### Problem
Rewrite the lines from the very first one through the line containing "output: a list", replacing "instance" with "object" and keeping everything else unchanged.
━━━━━ Data supplied ━━━━━
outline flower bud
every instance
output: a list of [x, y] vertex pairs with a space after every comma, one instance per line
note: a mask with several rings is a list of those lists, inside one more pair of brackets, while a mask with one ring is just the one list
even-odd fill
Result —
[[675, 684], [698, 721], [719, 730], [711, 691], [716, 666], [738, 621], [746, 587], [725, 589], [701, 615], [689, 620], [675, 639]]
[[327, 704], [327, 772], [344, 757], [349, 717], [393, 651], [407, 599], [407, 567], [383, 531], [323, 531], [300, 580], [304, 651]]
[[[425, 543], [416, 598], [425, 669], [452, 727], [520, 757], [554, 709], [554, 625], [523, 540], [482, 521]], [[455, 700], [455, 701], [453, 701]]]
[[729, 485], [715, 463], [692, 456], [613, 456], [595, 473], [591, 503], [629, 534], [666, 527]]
━━━━━
### Written answer
outline flower bud
every object
output: a list of [x, y] vertex pairs with a space after every comma, one object per line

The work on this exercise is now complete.